SHORT TASK — Please reproduce the lines below word for word, beginning at the line that contains "Test: the pointer marks one pixel per instance of the car" and continuing through the end of the items.

Photo object pointing records:
--- Start ---

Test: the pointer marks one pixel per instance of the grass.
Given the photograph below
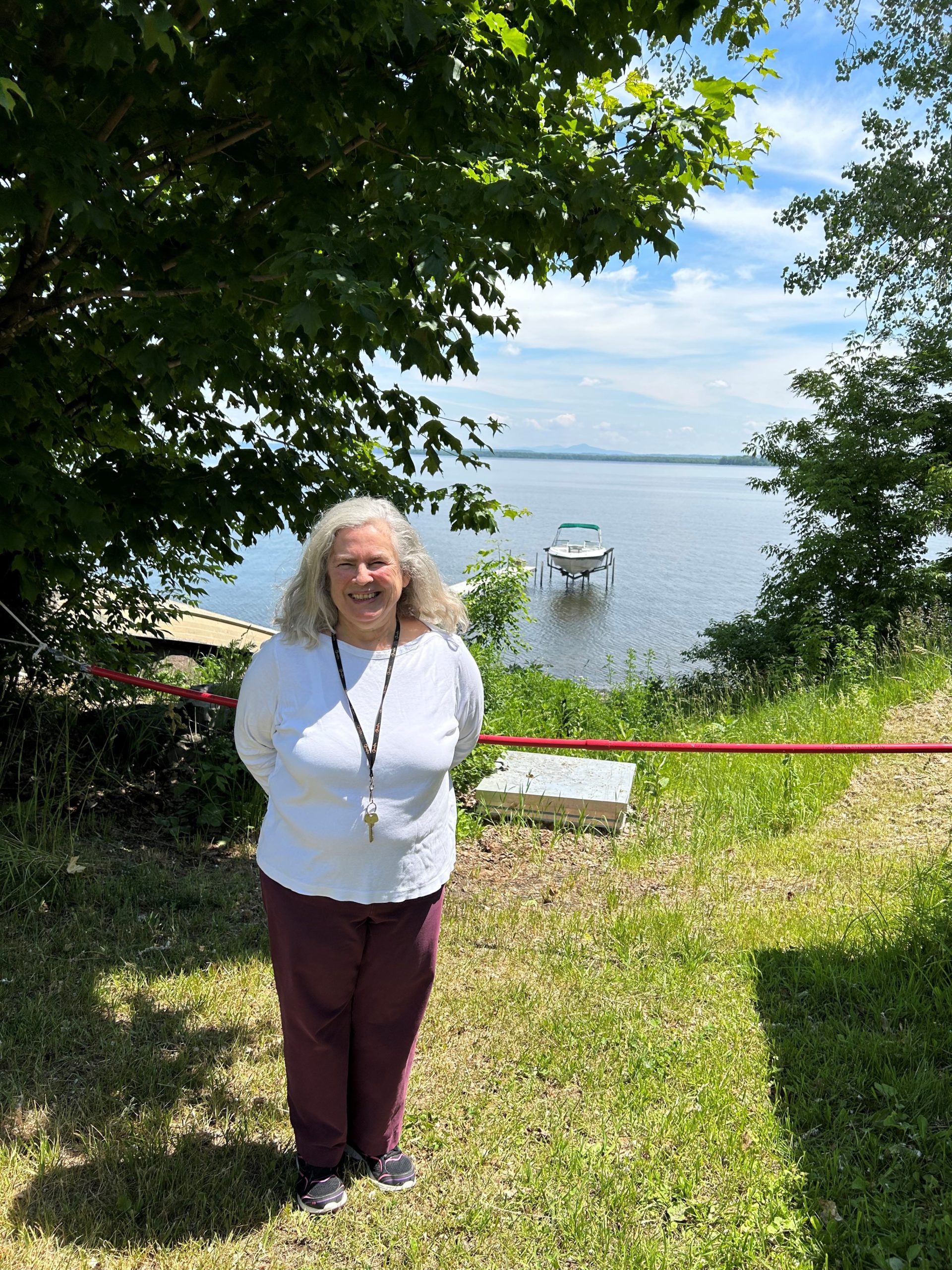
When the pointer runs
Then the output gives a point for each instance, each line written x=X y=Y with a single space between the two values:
x=719 y=1040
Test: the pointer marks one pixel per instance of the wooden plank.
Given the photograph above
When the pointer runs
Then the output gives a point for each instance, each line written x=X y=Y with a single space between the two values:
x=588 y=792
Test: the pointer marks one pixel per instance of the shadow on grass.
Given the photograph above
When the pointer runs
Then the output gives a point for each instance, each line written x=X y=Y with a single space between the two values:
x=197 y=1192
x=862 y=1048
x=117 y=1101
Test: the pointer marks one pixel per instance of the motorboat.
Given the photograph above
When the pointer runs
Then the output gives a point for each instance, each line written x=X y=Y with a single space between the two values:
x=578 y=550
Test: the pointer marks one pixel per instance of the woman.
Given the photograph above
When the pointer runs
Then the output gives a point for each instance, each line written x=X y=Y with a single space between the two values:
x=351 y=719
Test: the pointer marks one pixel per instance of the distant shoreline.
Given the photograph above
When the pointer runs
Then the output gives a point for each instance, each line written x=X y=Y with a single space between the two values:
x=716 y=460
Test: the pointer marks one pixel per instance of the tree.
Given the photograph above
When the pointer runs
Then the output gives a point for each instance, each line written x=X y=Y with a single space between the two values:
x=869 y=483
x=889 y=226
x=497 y=600
x=223 y=226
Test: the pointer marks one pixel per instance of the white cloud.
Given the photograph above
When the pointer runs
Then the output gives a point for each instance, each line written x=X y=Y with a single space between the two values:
x=667 y=343
x=819 y=132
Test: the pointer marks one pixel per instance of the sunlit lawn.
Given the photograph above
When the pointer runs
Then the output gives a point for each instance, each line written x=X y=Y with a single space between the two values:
x=700 y=1056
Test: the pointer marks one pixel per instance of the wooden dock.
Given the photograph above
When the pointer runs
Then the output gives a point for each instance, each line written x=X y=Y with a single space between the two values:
x=202 y=629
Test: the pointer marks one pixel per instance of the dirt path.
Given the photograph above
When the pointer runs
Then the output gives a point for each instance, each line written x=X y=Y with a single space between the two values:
x=896 y=807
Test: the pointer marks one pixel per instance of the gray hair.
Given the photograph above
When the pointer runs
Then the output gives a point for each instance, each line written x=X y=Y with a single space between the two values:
x=306 y=610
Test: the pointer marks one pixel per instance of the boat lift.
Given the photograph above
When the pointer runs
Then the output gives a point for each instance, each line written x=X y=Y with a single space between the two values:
x=577 y=552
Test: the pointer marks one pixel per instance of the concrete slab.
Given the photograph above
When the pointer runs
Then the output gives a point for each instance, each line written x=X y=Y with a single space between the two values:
x=590 y=792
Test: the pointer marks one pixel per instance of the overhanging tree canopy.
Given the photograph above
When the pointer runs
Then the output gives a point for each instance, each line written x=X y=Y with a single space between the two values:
x=214 y=219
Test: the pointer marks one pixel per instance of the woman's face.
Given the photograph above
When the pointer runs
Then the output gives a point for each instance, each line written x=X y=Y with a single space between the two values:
x=366 y=581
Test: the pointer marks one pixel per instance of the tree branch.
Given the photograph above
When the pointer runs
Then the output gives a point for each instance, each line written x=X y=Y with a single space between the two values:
x=171 y=164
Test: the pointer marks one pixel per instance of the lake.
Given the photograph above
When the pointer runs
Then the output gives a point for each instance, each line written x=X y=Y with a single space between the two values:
x=688 y=548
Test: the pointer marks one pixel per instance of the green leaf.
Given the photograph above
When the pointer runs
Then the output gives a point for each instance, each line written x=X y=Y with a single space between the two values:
x=8 y=92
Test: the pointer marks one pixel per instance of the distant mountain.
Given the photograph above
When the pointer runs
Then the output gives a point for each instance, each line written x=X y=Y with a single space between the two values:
x=582 y=448
x=584 y=451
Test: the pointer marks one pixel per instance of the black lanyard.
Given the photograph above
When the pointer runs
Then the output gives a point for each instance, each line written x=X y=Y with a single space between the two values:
x=370 y=751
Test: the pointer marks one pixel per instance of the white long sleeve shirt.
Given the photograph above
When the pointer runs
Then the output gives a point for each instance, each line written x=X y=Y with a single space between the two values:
x=295 y=734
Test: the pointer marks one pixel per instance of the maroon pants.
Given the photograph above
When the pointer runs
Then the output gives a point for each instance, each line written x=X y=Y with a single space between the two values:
x=353 y=983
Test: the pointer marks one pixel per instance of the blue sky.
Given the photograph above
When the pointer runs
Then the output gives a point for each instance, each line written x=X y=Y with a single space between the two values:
x=690 y=356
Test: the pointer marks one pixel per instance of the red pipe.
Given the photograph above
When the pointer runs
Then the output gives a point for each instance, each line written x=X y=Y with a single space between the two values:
x=209 y=698
x=692 y=747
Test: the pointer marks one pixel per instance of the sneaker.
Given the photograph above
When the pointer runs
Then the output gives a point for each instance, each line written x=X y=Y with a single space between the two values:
x=319 y=1191
x=390 y=1171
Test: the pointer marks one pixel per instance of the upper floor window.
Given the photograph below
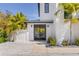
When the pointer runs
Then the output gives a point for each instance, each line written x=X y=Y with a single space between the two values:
x=46 y=7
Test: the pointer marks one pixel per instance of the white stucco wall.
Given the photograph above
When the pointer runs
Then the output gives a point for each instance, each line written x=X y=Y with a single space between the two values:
x=47 y=16
x=49 y=30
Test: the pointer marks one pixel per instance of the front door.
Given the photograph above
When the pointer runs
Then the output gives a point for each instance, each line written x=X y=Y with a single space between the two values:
x=39 y=32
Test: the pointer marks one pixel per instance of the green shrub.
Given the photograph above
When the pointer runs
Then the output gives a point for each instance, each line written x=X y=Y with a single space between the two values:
x=65 y=43
x=77 y=42
x=52 y=41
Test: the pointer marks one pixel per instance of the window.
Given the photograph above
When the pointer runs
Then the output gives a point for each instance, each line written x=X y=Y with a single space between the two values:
x=67 y=15
x=46 y=7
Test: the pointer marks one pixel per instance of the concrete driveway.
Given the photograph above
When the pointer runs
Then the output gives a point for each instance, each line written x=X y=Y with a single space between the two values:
x=35 y=49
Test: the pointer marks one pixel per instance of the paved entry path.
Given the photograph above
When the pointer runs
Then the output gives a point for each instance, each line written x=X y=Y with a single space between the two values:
x=35 y=49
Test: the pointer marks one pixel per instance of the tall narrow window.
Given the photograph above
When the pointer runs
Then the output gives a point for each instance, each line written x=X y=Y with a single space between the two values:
x=46 y=7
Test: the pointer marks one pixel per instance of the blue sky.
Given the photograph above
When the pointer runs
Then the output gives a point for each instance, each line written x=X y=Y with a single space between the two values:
x=28 y=9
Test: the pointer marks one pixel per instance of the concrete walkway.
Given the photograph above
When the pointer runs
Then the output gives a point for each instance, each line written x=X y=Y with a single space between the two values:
x=35 y=49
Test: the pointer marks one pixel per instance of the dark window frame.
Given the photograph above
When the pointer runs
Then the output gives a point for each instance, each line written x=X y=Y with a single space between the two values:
x=46 y=7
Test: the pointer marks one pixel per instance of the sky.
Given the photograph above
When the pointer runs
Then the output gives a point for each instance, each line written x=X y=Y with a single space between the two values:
x=28 y=9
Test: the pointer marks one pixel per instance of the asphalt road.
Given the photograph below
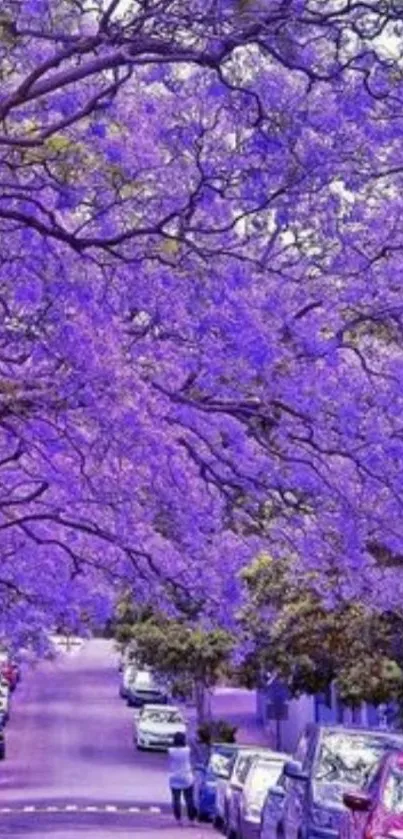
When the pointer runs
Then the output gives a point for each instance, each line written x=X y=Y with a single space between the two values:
x=69 y=740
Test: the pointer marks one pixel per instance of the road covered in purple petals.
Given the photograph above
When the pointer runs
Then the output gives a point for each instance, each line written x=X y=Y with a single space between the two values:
x=69 y=740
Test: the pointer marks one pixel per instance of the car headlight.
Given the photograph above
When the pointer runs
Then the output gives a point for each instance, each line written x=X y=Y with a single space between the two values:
x=322 y=817
x=253 y=813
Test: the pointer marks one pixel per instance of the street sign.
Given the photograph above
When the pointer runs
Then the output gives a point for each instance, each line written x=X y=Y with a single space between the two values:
x=277 y=711
x=278 y=692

--- End ---

FINAL RESULT —
Test: the pointer marks one pixel per instance of the car headlight.
Given the photograph above
When the pointer runs
Then the output gives a point for each instance, each line written x=X y=Y with a single space between the two values:
x=322 y=817
x=253 y=813
Test: the pointer marks one pixel per instance of the street sign.
Given the photograph above
When the pointer runs
Then the output gives a point for each instance, each line written x=X y=Y with a single space between the two values:
x=277 y=711
x=278 y=692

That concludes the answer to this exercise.